**Exercise text:**
--------

Obviously, we cannot make a coherent claim for “blacks” being innately anything by heredity if the people so categorized do not form a distinctive genealogical grouping. But the category mistake goes far, far deeper than dilution by extensive intermixture with other populations. The most exciting and still emerging discovery in modern paleoanthroplogy and human genetics will force us to rethink the entire question of human categories in a radical way. We shall be compelled to recognize that “African black” cannot rank as a racial group with such conventional populations as “Native American,” “European Caucasian,” or “East Asian,” but must be viewed as something more inclusive than all the others combined, not really definable as a discrete group, and therefore not available for such canards as “Africans are less intelligent” or “Africans sure can play basketball.”
The past decade of anthropology has featured a lively debate about the origin of the only living human species, Homo sapiens. Did our species emerge separately on three continents (Africa, Europe, and Asia) from precursor populations of Homo erectus inhabiting all these areas—the so-called multiregionalist view? Or did Homo sapiens arise in one place, probably Africa, from just one of these Homo erectus populations, and then spread out later to cover the globe—the so-called out-of-Africa view?
The tides of argument have swung back and forth, but recent evidence seems to be cascading rapidly toward Out of Africa. As more and more genes are sequenced and analyzed for their variation among human racial groups, and as we reconstruct genealogical trees based upon these genetic differences, the same strong signal and pattern seem to be emerging: Homo sapiens arose in Africa; the migration into the rest of the world did not begin until about 100,000 years ago.
In other words, all non-African racial diversity—whites, yellows, reds, everyone from the Hopi to the Norwegians to the Fijians—may not be much older than one hundred thousand years. By contrast, Homo sapiens has lived in Africa for a far longer time. Consequently, since genetic diversity roughly correlates with time available for evolutionary change, genetic variety among Africans alone exceeds the sum total of genetic diversity for everyone else in the rest of the world combined! How, therefore, can we lump “African blacks” together as a single group, and imbue them with traits either favorable or unfavorable, when they represent more evolutionary space and more genetic variety than we find in all non-African people in all the rest of the world? Africa includes most of humanity by any proper genealogical definition; all the rest of us occupy a branch within the African tree. This non-African branch has surely flourished, but can never be topologically more than a subsection within an African structure.

--------

**Raw data:**
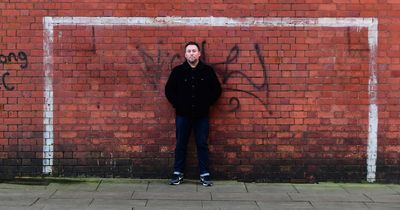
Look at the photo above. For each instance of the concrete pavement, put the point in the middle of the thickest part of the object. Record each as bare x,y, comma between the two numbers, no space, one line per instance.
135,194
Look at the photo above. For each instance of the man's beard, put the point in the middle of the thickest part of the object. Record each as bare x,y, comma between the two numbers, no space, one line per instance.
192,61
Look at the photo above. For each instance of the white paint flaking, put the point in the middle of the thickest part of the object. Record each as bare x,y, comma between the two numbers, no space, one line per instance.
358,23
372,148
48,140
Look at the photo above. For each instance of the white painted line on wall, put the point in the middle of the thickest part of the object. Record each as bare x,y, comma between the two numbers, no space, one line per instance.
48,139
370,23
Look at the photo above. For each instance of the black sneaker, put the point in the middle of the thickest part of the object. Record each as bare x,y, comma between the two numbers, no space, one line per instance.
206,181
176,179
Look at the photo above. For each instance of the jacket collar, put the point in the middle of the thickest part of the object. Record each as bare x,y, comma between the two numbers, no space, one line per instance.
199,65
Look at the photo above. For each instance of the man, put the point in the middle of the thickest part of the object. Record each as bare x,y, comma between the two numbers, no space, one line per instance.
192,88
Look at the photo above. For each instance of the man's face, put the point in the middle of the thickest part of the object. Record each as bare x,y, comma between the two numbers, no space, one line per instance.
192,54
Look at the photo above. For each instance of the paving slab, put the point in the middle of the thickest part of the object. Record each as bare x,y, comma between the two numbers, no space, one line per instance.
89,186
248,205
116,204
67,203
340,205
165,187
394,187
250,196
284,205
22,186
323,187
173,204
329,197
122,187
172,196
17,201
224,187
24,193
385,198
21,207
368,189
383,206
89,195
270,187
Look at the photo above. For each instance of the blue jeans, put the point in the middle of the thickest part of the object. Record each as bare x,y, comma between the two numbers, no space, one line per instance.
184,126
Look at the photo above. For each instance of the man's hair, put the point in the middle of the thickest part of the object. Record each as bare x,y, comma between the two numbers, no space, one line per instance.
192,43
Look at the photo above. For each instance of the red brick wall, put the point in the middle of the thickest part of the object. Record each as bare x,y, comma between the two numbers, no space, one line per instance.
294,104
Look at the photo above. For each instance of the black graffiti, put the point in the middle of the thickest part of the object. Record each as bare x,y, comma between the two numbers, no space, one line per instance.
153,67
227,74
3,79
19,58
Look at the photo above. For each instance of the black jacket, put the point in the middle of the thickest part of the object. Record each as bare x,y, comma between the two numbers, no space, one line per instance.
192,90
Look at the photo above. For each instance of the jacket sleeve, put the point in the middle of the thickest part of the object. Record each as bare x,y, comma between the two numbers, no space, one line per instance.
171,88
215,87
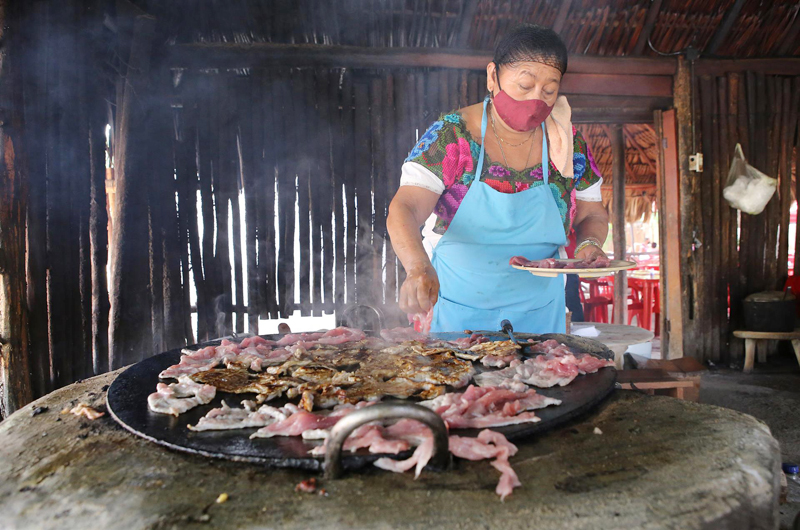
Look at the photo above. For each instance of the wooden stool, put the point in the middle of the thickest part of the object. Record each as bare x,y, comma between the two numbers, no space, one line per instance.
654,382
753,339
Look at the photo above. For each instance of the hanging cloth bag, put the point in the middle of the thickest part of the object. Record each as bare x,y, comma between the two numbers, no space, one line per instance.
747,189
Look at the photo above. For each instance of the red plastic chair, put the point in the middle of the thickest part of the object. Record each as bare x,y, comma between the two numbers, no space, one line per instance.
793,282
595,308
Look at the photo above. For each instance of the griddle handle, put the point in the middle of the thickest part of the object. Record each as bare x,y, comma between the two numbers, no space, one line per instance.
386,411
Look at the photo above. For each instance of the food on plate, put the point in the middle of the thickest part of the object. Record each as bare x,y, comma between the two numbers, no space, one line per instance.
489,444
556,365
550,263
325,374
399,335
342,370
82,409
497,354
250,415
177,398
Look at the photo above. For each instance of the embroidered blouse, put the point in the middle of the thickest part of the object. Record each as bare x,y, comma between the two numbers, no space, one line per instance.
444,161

--------

**Directions:**
Rewrite the passage on human origins between "The past decade" and "so-called out-of-Africa view?", inclusive, substituting "H. erectus" for "Homo erectus". You can set the entries aside; they are not needed.

**Task output:**
The past decade of anthropology has featured a lively debate about the origin of the only living human species, Homo sapiens. Did our species emerge separately on three continents (Africa, Europe, and Asia) from precursor populations of H. erectus inhabiting all these areas—the so-called multiregionalist view? Or did Homo sapiens arise in one place, probably Africa, from just one of these H. erectus populations, and then spread out later to cover the globe—the so-called out-of-Africa view?